_ACTIVITY_
When you answer, restate the entries below without altering anything.

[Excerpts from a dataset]
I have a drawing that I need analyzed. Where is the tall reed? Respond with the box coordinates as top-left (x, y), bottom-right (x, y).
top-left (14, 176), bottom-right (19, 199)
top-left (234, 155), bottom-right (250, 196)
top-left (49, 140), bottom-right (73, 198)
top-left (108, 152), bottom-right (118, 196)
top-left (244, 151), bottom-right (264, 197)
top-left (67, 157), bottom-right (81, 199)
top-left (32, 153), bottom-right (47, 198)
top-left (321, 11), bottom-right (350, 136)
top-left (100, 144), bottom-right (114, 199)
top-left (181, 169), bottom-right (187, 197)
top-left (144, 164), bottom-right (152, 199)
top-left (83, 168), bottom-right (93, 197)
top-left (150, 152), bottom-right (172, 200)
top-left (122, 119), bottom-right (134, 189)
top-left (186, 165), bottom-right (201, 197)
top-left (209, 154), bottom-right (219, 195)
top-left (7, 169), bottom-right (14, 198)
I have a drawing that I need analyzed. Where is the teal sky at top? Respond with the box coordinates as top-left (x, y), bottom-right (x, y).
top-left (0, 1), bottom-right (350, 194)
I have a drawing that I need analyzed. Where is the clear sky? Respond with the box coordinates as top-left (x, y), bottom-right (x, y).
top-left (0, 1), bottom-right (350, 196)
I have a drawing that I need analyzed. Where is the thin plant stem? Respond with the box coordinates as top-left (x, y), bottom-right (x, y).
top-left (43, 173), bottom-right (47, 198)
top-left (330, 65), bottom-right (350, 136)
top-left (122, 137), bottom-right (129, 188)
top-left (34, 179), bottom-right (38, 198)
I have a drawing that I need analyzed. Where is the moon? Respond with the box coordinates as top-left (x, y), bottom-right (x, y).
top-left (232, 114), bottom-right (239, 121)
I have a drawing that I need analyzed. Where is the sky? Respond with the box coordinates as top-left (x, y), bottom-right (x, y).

_WRITTEN ANSWER_
I have a drawing that I need analyzed. Where is the tall reed? Respond with the box coordinates as top-left (x, y), bottom-right (x, y).
top-left (14, 176), bottom-right (19, 199)
top-left (234, 155), bottom-right (250, 196)
top-left (49, 140), bottom-right (73, 198)
top-left (108, 152), bottom-right (118, 196)
top-left (244, 151), bottom-right (264, 197)
top-left (67, 157), bottom-right (81, 199)
top-left (32, 153), bottom-right (47, 198)
top-left (321, 11), bottom-right (350, 136)
top-left (100, 144), bottom-right (114, 199)
top-left (181, 169), bottom-right (187, 197)
top-left (144, 164), bottom-right (152, 199)
top-left (83, 168), bottom-right (93, 197)
top-left (150, 152), bottom-right (172, 200)
top-left (122, 119), bottom-right (134, 189)
top-left (186, 165), bottom-right (201, 197)
top-left (209, 154), bottom-right (219, 195)
top-left (7, 169), bottom-right (14, 198)
I have a drawing that I need analyzed. Where is the teal sky at top? Respond with the box coordinates as top-left (x, y), bottom-right (x, y).
top-left (0, 1), bottom-right (350, 194)
I have a drawing that I need analyzed. Where is the clear sky? Respond with the box coordinates as top-left (x, y), bottom-right (x, y).
top-left (0, 1), bottom-right (350, 196)
I have a drawing that I need analyzed. Where is the thin plant stem? Respond with the box coordinates as top-left (x, y), bottom-right (x, y).
top-left (43, 173), bottom-right (47, 198)
top-left (330, 65), bottom-right (350, 136)
top-left (122, 137), bottom-right (129, 188)
top-left (34, 179), bottom-right (38, 198)
I have a drawing that I need analyzed. Where is the moon? Respond with the box coordinates as top-left (x, y), bottom-right (x, y).
top-left (232, 114), bottom-right (239, 121)
I have a drawing that I need analyzed. Where is the sky? Respond with the box coordinates as top-left (x, y), bottom-right (x, y).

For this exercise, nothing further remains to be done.